### Bloco de texto

==========

Portugal é um dos países da Europa com maior disponibilidade de radiação solar (varia entre 2 200 e 3 000 horas anuais, em média) e, paradoxalmente, também aquele onde mais frio se sente dentro de casa (a par da Bulgária, Grécia e Chipre).
Se é certo que em hotéis, espaços comerciais e escritórios ou em edifícios residenciais de topo, recentemente reabilitados, já existe o cuidado em seguir os preceitos de uma construção mais amiga do ambiente, a verdade é que o edificado em Portugal deixa muito a desejar em matéria de sustentabilidade e de conforto térmico.
“O mercado da construção é um dos piores que existe para a inovação. Uma boa parte dos arquitetos até pode estar aberta a estes novos conceitos, mas da parte dos construtores é mais complicado, há um grande bloqueio. E da parte do cliente final português também não existe o hábito de pensar a longo prazo, não faz uma boa gestão financeira da sua casa”, aponta Augusto Teixeira, CEO da empresa AT Solar.
Pensar “verde” logo na altura da conceção do projeto é o caminho, defende o arquiteto Jorge Graça Costa. Até por razões financeiras. “Um edifício bioclimático pode consumir até 10 vezes menos energia para aquecimento do que um edifício convencional e tem um custo adicional de construção que ronda apenas 3% a 5% para os edifícios novos”, realça o especialista em arquitetura sustentável.
Uma visão realçada por Augusto Teixeira, cuja empresa criou a Senergy Force, uma nova geração de módulos solares para fachadas e que permitem uma autonomia de energia térmica na ordem dos 90% (um produto que tem despertado interesse além-fronteiras junto do mercado nórdico). O sistema da AT Solar, desenvolvido em parceria com a Universidade de Aveiro, permite aquecer as águas da casa, da piscina e climatizar todo o imóvel através de uma fachada solar. Para uma casa com uma dimensão média de 200 metros quadrados, a fachada representa um investimento na ordem dos 13 mil euros, “amortizável em seis ou sete anos”, exemplifica o responsável.
Obras bem pensadas
Felizmente, nem todos os promotores têm vistas curtas para a inovação. A Porto Business School (PBS), por onde passam 10 mil alunos todos os anos, é a primeira escola portuguesa e a segunda da Península Ibérica a atingir a certificação LEED (Leadership in Energy & Environmental Design) na categoria GOLD, concedida pelo United States Green Building. Uma distinção que a coloca no patamar de um número restrito e prestigiado de escolas internacionais como Harvard, o MIT, Columbia e Stanford.

==========

### Registos guardados
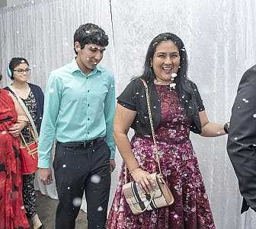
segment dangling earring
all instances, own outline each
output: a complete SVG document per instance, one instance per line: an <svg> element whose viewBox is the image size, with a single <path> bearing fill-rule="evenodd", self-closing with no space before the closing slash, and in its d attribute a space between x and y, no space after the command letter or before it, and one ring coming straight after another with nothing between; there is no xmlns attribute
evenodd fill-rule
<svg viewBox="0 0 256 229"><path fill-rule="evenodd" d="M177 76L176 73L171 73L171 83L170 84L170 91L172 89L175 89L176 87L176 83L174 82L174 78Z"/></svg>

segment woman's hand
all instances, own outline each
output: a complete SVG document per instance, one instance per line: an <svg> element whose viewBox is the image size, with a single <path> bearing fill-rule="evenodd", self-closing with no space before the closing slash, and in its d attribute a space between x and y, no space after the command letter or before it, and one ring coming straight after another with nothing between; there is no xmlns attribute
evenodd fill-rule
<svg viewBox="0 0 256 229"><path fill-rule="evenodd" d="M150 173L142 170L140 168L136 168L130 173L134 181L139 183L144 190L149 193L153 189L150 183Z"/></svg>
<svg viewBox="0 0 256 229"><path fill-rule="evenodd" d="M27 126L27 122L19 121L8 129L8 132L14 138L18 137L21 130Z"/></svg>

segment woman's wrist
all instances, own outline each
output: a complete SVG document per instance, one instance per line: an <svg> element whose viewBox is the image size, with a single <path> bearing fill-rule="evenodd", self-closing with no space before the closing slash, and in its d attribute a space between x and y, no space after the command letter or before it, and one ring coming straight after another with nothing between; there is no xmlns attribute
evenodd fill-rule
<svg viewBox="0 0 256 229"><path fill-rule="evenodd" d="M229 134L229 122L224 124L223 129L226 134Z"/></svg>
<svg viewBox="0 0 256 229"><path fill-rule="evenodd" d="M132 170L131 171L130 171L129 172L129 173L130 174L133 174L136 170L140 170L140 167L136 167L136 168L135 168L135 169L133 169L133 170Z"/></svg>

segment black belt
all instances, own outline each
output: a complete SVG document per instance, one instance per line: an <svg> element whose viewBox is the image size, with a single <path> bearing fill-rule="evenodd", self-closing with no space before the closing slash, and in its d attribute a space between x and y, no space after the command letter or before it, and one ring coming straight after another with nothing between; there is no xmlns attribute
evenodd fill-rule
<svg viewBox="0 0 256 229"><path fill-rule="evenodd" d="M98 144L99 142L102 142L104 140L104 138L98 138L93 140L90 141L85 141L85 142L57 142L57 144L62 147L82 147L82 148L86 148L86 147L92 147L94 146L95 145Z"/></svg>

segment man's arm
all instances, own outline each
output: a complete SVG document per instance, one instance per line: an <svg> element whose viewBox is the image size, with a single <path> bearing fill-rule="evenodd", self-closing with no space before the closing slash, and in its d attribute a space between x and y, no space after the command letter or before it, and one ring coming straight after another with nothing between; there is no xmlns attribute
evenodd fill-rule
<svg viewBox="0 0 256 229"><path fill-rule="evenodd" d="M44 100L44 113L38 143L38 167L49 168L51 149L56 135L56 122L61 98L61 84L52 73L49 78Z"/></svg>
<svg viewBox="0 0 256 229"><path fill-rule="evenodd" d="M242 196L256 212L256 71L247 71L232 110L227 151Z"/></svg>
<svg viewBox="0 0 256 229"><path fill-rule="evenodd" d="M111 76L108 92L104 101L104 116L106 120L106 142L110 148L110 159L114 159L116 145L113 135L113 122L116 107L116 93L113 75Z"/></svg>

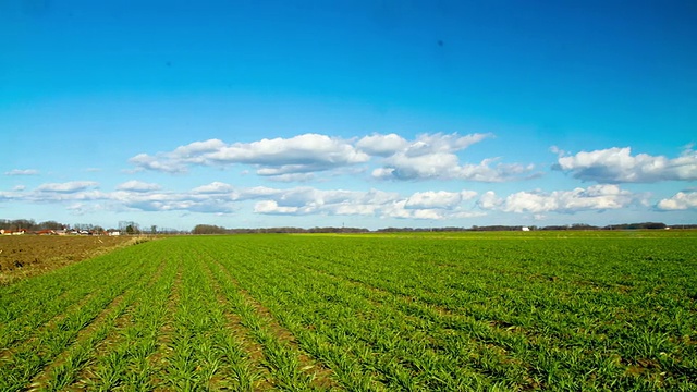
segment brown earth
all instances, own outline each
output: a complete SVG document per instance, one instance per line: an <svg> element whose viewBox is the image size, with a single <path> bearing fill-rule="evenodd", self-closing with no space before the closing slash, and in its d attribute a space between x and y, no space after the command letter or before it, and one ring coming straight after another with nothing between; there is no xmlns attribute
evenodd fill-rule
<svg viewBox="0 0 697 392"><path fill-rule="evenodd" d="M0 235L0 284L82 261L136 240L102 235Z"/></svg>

==========

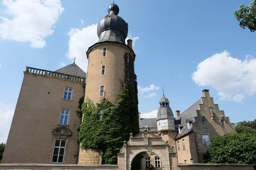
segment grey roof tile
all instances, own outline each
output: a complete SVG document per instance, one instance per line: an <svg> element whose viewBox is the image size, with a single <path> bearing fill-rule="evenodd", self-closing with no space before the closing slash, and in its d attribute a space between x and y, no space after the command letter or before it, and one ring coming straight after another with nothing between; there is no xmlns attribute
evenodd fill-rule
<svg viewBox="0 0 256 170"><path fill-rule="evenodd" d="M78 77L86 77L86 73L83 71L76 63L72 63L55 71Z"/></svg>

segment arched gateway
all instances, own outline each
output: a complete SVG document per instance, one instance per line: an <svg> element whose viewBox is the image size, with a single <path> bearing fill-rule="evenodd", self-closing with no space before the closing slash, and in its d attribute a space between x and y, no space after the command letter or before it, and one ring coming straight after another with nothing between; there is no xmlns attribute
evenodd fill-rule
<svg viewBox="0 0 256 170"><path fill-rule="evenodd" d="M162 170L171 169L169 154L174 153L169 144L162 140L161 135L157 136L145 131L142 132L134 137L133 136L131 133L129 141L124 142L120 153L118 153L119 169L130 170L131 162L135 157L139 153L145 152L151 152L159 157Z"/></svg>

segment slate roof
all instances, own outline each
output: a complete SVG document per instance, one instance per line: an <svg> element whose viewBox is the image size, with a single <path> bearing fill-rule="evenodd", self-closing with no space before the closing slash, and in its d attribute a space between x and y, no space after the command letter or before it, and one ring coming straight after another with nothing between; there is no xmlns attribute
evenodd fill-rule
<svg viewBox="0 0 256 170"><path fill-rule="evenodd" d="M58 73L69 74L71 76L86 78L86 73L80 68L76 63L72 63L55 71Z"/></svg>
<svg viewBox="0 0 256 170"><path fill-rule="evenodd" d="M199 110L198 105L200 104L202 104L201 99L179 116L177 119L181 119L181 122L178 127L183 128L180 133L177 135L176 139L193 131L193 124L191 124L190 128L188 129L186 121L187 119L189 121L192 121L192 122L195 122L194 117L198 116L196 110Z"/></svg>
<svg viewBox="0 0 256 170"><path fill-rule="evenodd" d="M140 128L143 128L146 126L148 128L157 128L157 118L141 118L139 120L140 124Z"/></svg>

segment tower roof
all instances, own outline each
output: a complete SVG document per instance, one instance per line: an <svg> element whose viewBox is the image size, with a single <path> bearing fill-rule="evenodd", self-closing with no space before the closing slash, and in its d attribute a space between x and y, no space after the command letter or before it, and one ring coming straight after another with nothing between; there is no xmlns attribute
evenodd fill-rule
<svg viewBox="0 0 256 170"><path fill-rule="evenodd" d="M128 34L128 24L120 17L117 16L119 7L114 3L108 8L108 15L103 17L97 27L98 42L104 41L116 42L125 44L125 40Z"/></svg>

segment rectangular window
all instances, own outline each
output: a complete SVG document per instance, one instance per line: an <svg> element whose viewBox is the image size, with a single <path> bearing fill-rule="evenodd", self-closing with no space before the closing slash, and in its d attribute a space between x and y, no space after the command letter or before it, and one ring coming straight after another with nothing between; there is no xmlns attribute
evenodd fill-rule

==========

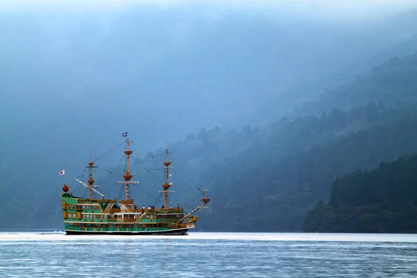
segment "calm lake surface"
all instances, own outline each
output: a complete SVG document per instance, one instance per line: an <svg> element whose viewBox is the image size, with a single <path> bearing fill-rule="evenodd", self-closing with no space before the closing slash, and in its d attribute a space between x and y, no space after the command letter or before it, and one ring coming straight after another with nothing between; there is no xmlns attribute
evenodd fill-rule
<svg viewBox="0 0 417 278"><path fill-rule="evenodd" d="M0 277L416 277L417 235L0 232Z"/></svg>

==========

### Tarefas escritas
A - Segundo o texto sobre construção sustentável, a que percentagem ronda o custo adicional de construção de um edifício bioclimático novo?
B - Extraia do texto sobre construção sustentável o trecho que começa em "Obras bem pensadas" e prossegue até "Columbia e Stanford.".
Os registos não têm qualquer relação com o texto sobre construção sustentável.

### Respostas por tarefa
A - Ronda apenas 3% a 5%.

B -
Obras bem pensadas
Felizmente, nem todos os promotores têm vistas curtas para a inovação. A Porto Business School (PBS), por onde passam 10 mil alunos todos os anos, é a primeira escola portuguesa e a segunda da Península Ibérica a atingir a certificação LEED (Leadership in Energy & Environmental Design) na categoria GOLD, concedida pelo United States Green Building. Uma distinção que a coloca no patamar de um número restrito e prestigiado de escolas internacionais como Harvard, o MIT, Columbia e Stanford.